Exercise: Update the interview excerpt on critical theory from "SE: As a result" up to and including "(previously) colonised subjects?" so that "critical theory" becomes "social theory".

Page excerpt:
SE: As a result of this immanent critique of Frankfurt School critical theory, you suggest that an epistemic decolonising of critical theory means engaging in a form of ‘problematising genealogy’ of our normative horizons that then allows for a process of unlearning to unfold. You pair this with what you call ‘metanormative contextualism’ which avoids any normative foundationalism and instead opts for a contingent, context-immanent normativity that keeps an openness or ‘epistemic humility’ to being challenged in our very normative foundations through encounters with other forms of life. Given this, how should scholars situated within Western academia—like you and me—engage decolonial theory in a way that acknowledges our own implication in these relations of power and neither appropriates nor speaks for the perspectives of subaltern and (previously) colonised subjects?

AA: Yes, these questions of positionality are quite complex. We must keep them in mind, but we must also acknowledge that a critical perspective does not always correlate with, say, geography. For example, in Brazil, critical theory was initially taken up in a rather Eurocentric way––probably owing to how deeply colonial structures were embedded into its educational system––and this is only recently being reckoned with, a reckoning that is primarily driven by students and younger scholars who are interested in grappling with issues of racism, slavery, indigeneity, and colonialism. Still, I think it is important for relatively privileged, US and Western European critical theorists to remember our positionality and thus to adopt a stance of epistemic humility. I am inspired here by José Medina’s The Epistemology of Resistance (2013), which argues that the epistemic vices of people in positions of domination are almost like a mirror image to the epistemic virtues of the subordinated or subaltern. Moreover, even if it is true that I do not have access to and cannot write from the experience of having been colonised, at the same time, this is no excuse not to engage with issues of decolonisation or authors writing about it. As we discussed in the beginning, the crucial question is: how am I situated in and implicated in the relations of power I am trying to understand and critique? This is a difficult question, but it is also one we must grapple with if we want to get anywhere on these important political topics.

SE: In your most recent book, Critique on the Couch (2020), you explore the relationship between psychoanalysis and critical theory. Can you explain how this project relates to and builds on the previous one?

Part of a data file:

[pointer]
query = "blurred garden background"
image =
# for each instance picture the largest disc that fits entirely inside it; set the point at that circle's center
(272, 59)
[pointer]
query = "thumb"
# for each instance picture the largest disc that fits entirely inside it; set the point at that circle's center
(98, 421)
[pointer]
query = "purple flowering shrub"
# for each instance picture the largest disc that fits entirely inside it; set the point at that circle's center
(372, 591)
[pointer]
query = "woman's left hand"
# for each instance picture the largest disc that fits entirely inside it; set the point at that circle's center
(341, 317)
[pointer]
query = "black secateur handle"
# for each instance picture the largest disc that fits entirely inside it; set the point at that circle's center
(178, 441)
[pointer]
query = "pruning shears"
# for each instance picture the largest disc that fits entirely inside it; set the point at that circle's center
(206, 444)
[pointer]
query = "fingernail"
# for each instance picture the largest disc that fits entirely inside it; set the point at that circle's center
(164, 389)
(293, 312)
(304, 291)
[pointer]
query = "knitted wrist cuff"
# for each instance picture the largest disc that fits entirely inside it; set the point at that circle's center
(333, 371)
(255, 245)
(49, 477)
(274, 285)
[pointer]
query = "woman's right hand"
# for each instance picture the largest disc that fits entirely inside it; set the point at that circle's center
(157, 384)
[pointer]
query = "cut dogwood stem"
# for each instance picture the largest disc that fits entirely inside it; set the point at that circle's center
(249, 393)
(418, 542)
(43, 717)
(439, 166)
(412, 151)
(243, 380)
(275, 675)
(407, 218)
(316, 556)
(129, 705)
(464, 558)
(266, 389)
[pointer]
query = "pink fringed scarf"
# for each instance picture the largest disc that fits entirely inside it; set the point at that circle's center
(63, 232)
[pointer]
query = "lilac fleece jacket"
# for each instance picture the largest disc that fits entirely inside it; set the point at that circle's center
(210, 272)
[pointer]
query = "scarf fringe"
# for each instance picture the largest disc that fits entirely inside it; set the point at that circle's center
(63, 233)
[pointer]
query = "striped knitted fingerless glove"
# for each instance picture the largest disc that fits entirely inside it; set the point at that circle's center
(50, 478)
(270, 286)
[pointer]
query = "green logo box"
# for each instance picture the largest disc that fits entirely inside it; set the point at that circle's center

Solved exercise:
SE: As a result of this immanent critique of Frankfurt School social theory, you suggest that an epistemic decolonising of social theory means engaging in a form of ‘problematising genealogy’ of our normative horizons that then allows for a process of unlearning to unfold. You pair this with what you call ‘metanormative contextualism’ which avoids any normative foundationalism and instead opts for a contingent, context-immanent normativity that keeps an openness or ‘epistemic humility’ to being challenged in our very normative foundations through encounters with other forms of life. Given this, how should scholars situated within Western academia—like you and me—engage decolonial theory in a way that acknowledges our own implication in these relations of power and neither appropriates nor speaks for the perspectives of subaltern and (previously) colonised subjects?